**Objective**: Output exactly the lines that run from the line with "Reviewer note: confirm that every instance of the flower" to the end of the material, both ends included, and no other lines.

**Data provided**:
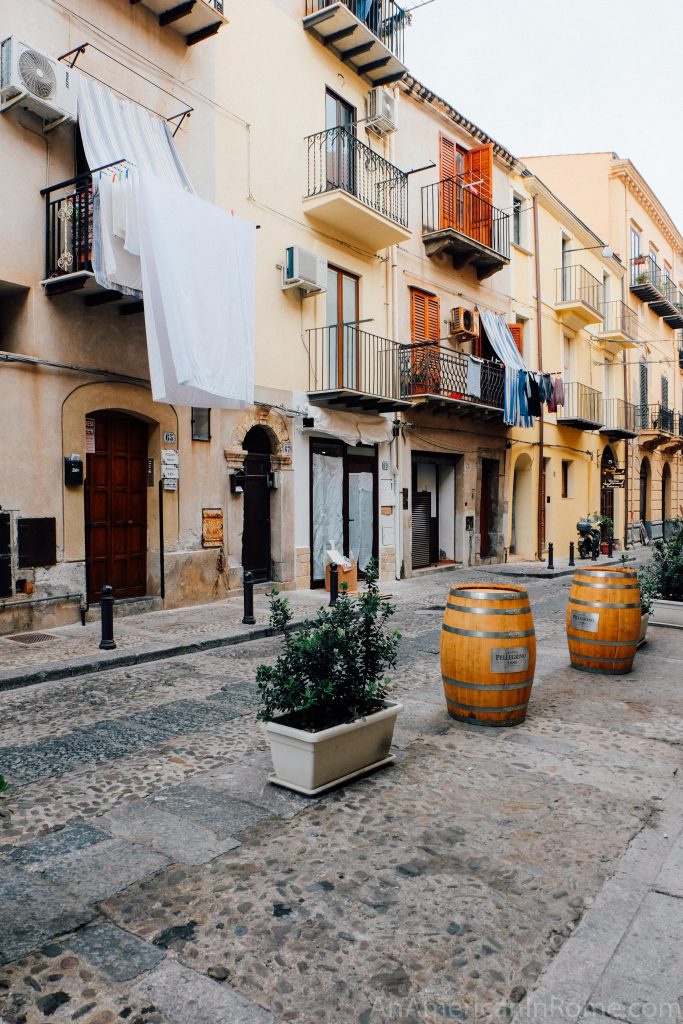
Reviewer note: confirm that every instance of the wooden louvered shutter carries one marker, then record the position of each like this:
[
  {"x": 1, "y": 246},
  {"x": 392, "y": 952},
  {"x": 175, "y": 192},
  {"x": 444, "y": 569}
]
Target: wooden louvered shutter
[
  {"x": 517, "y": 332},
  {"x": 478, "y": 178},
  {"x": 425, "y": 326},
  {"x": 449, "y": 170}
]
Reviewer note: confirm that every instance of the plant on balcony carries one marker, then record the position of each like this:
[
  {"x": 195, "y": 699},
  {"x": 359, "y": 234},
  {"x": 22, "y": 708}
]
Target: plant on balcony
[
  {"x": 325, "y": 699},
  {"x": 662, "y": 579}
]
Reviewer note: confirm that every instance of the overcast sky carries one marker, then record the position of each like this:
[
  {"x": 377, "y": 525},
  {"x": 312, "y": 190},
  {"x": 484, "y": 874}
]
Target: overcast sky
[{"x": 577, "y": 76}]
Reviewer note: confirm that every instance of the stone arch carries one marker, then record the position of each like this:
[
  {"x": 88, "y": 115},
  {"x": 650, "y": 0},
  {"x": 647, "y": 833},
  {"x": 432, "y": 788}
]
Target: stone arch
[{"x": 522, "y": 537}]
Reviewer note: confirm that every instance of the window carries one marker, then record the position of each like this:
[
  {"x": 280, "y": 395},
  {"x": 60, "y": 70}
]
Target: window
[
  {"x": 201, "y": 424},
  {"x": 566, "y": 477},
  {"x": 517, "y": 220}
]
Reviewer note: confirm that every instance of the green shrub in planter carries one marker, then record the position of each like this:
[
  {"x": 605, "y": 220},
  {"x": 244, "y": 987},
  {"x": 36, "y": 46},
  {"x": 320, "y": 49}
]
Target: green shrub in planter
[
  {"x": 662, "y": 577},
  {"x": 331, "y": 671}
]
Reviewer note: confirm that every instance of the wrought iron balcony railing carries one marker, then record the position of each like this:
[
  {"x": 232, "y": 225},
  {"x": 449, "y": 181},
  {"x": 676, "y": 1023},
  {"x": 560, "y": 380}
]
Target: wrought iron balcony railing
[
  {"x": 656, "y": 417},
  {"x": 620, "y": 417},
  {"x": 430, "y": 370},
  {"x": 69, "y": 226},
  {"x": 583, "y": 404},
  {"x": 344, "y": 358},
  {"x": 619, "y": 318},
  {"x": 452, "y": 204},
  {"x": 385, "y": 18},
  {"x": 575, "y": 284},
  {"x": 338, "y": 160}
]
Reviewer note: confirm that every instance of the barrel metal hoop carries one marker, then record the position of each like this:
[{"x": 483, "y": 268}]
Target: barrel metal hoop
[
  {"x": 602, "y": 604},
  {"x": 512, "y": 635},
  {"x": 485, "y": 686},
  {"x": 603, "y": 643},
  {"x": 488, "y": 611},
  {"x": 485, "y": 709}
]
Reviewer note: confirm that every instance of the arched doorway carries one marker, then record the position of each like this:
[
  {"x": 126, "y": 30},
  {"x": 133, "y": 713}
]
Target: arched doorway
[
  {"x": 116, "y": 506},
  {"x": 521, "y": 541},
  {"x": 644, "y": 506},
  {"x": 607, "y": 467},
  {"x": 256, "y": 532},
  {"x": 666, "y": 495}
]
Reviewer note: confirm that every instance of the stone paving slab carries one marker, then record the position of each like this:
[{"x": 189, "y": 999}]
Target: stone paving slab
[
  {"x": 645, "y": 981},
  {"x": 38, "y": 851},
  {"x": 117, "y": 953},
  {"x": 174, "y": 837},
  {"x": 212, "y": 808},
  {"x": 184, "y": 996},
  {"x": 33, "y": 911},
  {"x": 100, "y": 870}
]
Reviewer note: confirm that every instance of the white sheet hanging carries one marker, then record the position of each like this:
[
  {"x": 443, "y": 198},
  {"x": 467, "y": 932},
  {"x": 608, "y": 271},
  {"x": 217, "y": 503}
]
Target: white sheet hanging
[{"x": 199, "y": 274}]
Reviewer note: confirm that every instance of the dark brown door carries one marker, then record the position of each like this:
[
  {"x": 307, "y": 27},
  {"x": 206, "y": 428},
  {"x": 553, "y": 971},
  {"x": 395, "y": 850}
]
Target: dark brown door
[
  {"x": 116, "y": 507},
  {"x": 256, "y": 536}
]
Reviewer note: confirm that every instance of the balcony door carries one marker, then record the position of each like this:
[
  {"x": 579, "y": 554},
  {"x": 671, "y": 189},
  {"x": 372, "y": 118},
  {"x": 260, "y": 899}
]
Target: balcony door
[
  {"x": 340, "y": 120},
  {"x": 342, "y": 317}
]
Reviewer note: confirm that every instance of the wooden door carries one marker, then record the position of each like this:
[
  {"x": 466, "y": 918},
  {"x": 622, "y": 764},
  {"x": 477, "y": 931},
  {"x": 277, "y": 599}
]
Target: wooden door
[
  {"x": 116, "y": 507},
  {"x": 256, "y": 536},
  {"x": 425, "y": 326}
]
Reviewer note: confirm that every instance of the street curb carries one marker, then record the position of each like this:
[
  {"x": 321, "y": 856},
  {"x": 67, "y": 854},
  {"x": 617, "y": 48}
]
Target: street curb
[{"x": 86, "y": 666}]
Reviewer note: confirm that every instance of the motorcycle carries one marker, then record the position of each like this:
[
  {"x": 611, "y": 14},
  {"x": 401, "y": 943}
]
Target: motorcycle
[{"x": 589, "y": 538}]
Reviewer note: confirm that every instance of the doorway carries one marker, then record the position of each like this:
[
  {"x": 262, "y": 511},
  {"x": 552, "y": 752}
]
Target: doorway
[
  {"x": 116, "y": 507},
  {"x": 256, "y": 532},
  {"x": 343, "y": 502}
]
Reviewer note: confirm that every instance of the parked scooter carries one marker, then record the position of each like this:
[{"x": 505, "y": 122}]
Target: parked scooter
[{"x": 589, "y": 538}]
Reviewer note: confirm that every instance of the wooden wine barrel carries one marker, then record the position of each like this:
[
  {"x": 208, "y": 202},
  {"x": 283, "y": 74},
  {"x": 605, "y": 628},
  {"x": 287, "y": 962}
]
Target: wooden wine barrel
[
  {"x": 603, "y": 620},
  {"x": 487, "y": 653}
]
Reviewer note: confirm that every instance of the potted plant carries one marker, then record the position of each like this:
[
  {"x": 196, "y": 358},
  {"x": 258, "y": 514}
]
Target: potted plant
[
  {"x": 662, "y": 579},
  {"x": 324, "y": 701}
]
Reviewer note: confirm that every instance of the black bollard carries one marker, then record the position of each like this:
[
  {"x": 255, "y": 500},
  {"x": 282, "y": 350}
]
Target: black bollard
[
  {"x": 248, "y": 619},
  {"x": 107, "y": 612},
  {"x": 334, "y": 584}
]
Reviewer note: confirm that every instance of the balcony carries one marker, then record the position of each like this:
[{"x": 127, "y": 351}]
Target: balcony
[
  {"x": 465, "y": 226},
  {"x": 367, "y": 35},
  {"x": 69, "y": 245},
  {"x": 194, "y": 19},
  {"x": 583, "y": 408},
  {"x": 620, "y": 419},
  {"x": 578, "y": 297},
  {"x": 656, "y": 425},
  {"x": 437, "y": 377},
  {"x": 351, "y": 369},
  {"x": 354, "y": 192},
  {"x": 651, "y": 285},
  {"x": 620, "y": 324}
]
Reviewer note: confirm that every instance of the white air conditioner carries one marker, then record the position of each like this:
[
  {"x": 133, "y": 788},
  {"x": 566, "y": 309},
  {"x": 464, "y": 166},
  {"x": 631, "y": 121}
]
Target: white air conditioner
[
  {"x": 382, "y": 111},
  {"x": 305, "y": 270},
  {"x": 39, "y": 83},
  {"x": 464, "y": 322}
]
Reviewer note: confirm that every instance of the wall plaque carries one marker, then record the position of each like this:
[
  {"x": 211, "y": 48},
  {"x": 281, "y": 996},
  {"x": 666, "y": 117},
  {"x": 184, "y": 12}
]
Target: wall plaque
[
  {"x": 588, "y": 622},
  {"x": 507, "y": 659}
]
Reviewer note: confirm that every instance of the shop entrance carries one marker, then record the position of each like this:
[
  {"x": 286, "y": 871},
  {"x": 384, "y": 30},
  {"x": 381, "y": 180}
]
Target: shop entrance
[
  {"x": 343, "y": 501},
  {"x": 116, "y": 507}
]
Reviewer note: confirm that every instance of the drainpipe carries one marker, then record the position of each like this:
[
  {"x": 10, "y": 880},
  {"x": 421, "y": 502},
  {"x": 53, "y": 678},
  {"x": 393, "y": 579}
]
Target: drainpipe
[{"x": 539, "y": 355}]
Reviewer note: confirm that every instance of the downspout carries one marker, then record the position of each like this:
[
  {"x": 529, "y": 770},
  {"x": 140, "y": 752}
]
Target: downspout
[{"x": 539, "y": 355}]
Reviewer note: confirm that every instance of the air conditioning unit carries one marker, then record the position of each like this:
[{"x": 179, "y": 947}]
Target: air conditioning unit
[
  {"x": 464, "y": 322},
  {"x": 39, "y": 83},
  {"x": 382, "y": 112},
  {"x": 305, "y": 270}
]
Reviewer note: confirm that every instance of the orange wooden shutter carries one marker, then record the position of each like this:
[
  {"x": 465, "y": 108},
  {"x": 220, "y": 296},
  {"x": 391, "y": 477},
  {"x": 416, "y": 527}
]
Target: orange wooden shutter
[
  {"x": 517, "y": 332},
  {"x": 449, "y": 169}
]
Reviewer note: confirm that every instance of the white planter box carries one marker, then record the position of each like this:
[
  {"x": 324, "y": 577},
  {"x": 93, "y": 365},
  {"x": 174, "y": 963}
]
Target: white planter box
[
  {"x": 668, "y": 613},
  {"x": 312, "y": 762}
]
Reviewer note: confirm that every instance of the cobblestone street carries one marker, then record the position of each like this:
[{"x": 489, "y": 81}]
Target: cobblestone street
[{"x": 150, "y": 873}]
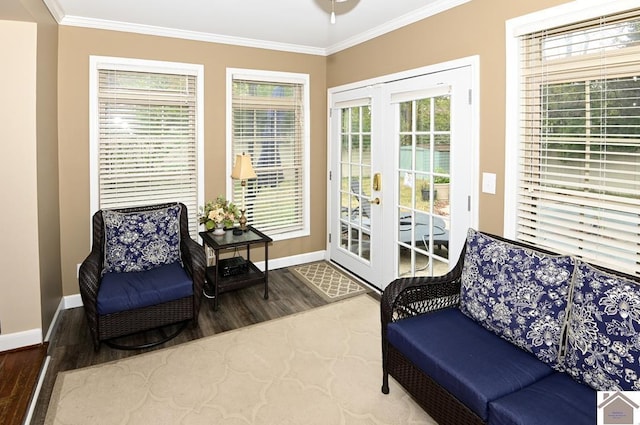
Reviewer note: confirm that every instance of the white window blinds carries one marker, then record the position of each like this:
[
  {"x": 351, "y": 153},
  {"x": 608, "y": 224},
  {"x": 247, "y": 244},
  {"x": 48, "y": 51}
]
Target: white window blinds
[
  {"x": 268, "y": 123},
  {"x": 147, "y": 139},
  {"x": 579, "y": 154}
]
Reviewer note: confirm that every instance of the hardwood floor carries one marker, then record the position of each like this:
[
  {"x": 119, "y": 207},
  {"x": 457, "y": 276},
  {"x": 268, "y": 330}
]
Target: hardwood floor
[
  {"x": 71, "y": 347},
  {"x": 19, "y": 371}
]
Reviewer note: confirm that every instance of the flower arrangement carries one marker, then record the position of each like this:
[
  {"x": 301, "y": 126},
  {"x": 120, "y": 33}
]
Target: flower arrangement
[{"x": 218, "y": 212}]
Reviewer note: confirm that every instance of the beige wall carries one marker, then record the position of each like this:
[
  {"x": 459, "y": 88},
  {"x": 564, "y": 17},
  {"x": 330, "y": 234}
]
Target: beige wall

**Task answer**:
Reviewer note: confirm that every instance of the flower arrangement carries one marker, then record the position of each like this:
[
  {"x": 301, "y": 126},
  {"x": 120, "y": 33}
]
Target: flower arrangement
[{"x": 218, "y": 212}]
Reviewer note: confirm that every instance of the beige wall carries one marker, then record the position of each like this:
[
  {"x": 459, "y": 88},
  {"x": 564, "y": 17},
  {"x": 330, "y": 234}
]
Target: beige wall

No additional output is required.